DESCRIPTION OF THE TASK: How many lines of the listing below contain the word "field"? Reply with the number only.

PROVIDED ENTRIES:

——————————

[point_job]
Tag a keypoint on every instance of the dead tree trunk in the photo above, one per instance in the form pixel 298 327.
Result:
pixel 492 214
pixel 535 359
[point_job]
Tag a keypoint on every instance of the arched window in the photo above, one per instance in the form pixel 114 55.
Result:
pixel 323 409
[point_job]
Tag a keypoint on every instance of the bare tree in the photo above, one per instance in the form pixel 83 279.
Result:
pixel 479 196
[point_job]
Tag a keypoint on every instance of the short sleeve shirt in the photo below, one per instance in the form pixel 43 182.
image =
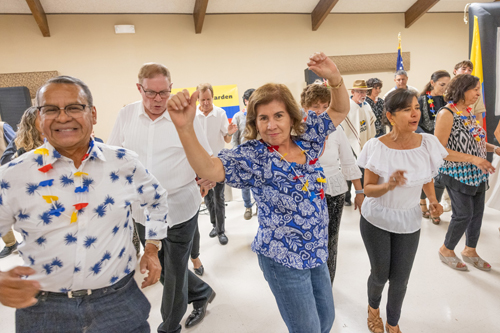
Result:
pixel 293 217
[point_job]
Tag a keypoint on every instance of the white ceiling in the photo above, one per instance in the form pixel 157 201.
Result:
pixel 223 6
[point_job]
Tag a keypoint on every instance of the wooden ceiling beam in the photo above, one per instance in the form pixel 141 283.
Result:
pixel 39 16
pixel 200 9
pixel 321 11
pixel 418 9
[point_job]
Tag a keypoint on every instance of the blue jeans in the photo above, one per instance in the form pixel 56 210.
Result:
pixel 247 199
pixel 121 307
pixel 304 297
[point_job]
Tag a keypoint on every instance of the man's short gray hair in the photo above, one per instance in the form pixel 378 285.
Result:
pixel 400 72
pixel 65 79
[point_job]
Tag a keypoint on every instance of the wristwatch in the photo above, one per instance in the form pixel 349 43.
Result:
pixel 154 242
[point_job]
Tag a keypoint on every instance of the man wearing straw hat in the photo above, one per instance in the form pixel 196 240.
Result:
pixel 359 125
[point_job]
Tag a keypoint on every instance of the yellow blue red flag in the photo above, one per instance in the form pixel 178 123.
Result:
pixel 225 97
pixel 399 62
pixel 476 58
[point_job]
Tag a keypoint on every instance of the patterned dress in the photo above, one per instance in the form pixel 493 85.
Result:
pixel 464 176
pixel 293 217
pixel 378 110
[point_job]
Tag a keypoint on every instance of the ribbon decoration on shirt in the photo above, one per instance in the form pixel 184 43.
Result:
pixel 58 209
pixel 313 161
pixel 46 168
pixel 305 188
pixel 293 165
pixel 42 151
pixel 273 148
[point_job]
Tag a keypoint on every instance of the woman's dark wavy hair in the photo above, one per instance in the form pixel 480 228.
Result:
pixel 265 95
pixel 458 86
pixel 434 77
pixel 397 100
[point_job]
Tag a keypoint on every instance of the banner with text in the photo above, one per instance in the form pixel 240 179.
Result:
pixel 225 97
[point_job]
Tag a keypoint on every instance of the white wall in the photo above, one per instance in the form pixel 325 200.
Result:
pixel 247 50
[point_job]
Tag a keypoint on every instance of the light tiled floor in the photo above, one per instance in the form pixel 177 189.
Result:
pixel 438 299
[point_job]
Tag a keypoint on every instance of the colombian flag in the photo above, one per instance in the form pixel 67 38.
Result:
pixel 477 60
pixel 399 62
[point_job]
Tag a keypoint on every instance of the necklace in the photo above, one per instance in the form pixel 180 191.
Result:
pixel 472 124
pixel 81 191
pixel 291 166
pixel 430 101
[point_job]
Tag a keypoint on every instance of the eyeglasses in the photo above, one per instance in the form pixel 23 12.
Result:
pixel 152 94
pixel 71 110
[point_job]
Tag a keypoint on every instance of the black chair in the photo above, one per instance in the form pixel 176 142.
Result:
pixel 13 102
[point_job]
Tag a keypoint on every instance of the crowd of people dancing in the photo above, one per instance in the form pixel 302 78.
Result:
pixel 84 208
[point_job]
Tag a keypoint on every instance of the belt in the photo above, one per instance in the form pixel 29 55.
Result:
pixel 87 292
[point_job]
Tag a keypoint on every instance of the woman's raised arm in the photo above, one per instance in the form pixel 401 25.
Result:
pixel 324 67
pixel 182 110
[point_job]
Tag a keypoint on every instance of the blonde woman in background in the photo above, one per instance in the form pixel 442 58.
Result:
pixel 29 136
pixel 339 165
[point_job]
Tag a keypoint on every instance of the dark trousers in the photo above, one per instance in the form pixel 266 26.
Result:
pixel 391 258
pixel 195 249
pixel 121 307
pixel 214 200
pixel 180 285
pixel 438 188
pixel 349 185
pixel 335 208
pixel 467 217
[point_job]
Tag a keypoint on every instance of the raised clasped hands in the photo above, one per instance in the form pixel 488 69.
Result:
pixel 396 179
pixel 324 67
pixel 436 209
pixel 182 108
pixel 151 264
pixel 231 129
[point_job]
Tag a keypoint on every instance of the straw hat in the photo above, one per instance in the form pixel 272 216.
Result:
pixel 360 85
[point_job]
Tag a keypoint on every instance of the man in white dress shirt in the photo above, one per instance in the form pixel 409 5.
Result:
pixel 145 127
pixel 70 200
pixel 401 80
pixel 214 121
pixel 359 125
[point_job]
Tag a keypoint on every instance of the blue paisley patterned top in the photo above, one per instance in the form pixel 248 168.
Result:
pixel 292 222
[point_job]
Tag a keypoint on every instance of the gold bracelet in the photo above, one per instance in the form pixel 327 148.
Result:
pixel 338 85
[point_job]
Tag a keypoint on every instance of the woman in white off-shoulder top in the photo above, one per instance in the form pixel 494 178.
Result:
pixel 397 166
pixel 339 165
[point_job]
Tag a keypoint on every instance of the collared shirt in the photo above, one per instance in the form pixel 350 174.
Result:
pixel 160 150
pixel 240 119
pixel 215 127
pixel 293 217
pixel 415 90
pixel 359 125
pixel 338 162
pixel 83 239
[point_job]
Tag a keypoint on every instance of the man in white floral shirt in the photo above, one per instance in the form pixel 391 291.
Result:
pixel 70 200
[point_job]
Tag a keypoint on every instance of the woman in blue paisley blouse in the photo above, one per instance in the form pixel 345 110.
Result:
pixel 465 172
pixel 280 165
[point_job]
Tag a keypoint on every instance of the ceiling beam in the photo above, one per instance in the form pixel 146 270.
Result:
pixel 418 9
pixel 321 11
pixel 200 9
pixel 39 16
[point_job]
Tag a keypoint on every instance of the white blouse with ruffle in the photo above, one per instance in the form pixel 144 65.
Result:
pixel 398 210
pixel 338 162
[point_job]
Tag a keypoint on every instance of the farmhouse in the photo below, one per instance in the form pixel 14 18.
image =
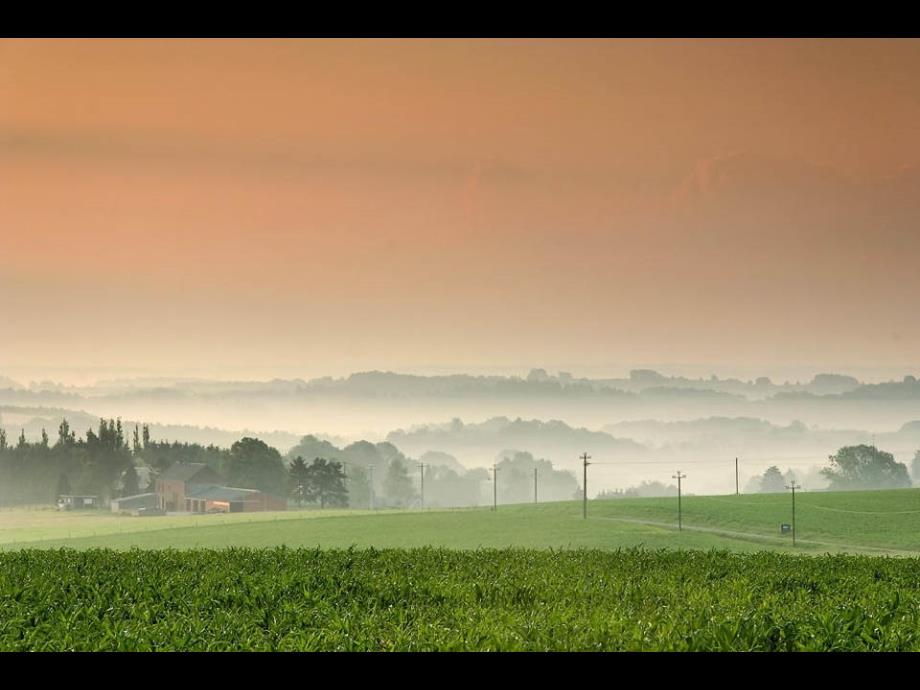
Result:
pixel 196 488
pixel 178 479
pixel 72 502
pixel 134 503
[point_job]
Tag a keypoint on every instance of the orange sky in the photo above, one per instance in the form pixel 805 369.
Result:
pixel 322 206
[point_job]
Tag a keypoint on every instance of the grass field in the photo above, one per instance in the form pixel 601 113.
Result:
pixel 625 578
pixel 884 522
pixel 443 599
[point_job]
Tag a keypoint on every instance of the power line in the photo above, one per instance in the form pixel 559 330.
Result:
pixel 584 506
pixel 421 468
pixel 370 469
pixel 494 487
pixel 678 477
pixel 793 486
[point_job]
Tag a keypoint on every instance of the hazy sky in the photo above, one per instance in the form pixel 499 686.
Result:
pixel 323 206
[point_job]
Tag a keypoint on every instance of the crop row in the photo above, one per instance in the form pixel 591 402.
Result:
pixel 439 599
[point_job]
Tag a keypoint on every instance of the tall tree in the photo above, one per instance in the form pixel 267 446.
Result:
pixel 252 464
pixel 397 486
pixel 865 467
pixel 772 481
pixel 66 437
pixel 326 482
pixel 300 481
pixel 63 488
pixel 129 482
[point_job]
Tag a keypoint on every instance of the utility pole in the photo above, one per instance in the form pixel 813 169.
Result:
pixel 494 487
pixel 793 486
pixel 370 470
pixel 421 468
pixel 678 477
pixel 584 504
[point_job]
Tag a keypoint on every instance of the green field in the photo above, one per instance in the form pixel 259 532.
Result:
pixel 442 599
pixel 625 578
pixel 884 522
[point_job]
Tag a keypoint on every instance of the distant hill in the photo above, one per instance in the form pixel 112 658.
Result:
pixel 479 443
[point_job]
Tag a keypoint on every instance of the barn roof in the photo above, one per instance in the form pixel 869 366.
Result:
pixel 221 493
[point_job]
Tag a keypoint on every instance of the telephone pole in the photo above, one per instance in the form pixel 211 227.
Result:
pixel 793 486
pixel 421 468
pixel 370 470
pixel 494 487
pixel 678 477
pixel 584 504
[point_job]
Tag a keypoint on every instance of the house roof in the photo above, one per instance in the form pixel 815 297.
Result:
pixel 131 500
pixel 185 472
pixel 221 493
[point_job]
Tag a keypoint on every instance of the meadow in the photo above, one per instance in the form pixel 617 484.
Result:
pixel 882 522
pixel 523 577
pixel 446 599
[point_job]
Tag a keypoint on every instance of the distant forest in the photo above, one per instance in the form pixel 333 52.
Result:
pixel 112 461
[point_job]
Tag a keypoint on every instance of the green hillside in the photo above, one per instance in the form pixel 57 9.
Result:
pixel 859 522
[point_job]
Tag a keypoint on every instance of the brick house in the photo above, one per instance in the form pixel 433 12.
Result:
pixel 196 488
pixel 179 479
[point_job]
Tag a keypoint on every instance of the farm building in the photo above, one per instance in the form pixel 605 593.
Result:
pixel 72 502
pixel 178 480
pixel 196 488
pixel 133 503
pixel 229 499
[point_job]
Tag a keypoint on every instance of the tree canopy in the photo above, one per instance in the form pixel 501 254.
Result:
pixel 865 467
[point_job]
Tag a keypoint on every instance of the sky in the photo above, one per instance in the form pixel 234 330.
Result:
pixel 306 207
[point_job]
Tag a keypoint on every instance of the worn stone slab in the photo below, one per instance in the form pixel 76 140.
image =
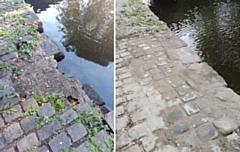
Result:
pixel 68 116
pixel 225 125
pixel 206 132
pixel 174 115
pixel 109 117
pixel 176 130
pixel 48 130
pixel 76 131
pixel 17 112
pixel 46 110
pixel 27 142
pixel 191 108
pixel 28 124
pixel 43 149
pixel 59 142
pixel 29 103
pixel 137 131
pixel 12 132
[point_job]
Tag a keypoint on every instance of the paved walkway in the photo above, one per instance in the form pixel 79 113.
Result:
pixel 167 99
pixel 42 125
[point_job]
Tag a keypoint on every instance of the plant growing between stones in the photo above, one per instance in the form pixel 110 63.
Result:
pixel 55 100
pixel 11 94
pixel 30 112
pixel 7 109
pixel 5 66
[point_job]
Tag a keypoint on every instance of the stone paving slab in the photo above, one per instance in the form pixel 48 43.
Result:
pixel 167 98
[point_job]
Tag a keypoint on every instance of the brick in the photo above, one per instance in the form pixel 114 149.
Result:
pixel 12 132
pixel 27 142
pixel 68 116
pixel 46 110
pixel 47 130
pixel 76 131
pixel 28 124
pixel 59 142
pixel 29 104
pixel 17 112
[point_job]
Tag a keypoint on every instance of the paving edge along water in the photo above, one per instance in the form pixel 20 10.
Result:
pixel 167 98
pixel 40 108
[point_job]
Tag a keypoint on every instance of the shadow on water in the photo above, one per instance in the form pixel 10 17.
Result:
pixel 209 27
pixel 83 29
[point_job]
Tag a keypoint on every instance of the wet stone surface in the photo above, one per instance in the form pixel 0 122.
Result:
pixel 166 97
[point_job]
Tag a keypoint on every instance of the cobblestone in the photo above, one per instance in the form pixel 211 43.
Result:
pixel 76 131
pixel 27 142
pixel 59 142
pixel 12 132
pixel 68 116
pixel 47 130
pixel 46 110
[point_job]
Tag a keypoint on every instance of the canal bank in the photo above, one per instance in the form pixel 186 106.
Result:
pixel 42 109
pixel 167 98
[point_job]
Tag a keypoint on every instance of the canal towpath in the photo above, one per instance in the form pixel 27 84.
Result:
pixel 167 98
pixel 37 111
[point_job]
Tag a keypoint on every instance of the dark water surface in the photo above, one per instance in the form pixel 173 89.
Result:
pixel 209 27
pixel 83 29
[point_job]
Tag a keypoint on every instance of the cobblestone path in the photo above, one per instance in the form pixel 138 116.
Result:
pixel 168 100
pixel 27 125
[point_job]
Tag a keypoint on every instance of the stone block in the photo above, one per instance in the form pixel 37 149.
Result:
pixel 109 117
pixel 206 132
pixel 29 104
pixel 68 116
pixel 17 112
pixel 189 96
pixel 59 142
pixel 28 124
pixel 46 110
pixel 225 125
pixel 191 108
pixel 176 130
pixel 174 115
pixel 12 132
pixel 47 130
pixel 27 142
pixel 76 131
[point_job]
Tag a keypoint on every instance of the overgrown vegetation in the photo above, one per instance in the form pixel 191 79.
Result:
pixel 55 100
pixel 18 32
pixel 42 121
pixel 93 123
pixel 139 18
pixel 30 112
pixel 7 109
pixel 5 66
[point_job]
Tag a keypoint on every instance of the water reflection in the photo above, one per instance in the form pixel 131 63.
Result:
pixel 211 28
pixel 83 29
pixel 88 29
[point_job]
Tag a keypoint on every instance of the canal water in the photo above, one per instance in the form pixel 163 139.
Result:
pixel 83 29
pixel 209 27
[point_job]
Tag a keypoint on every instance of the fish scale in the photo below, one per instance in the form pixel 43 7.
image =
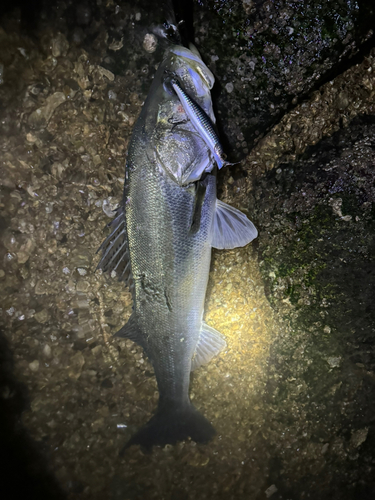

——————————

RESULT BELOW: 2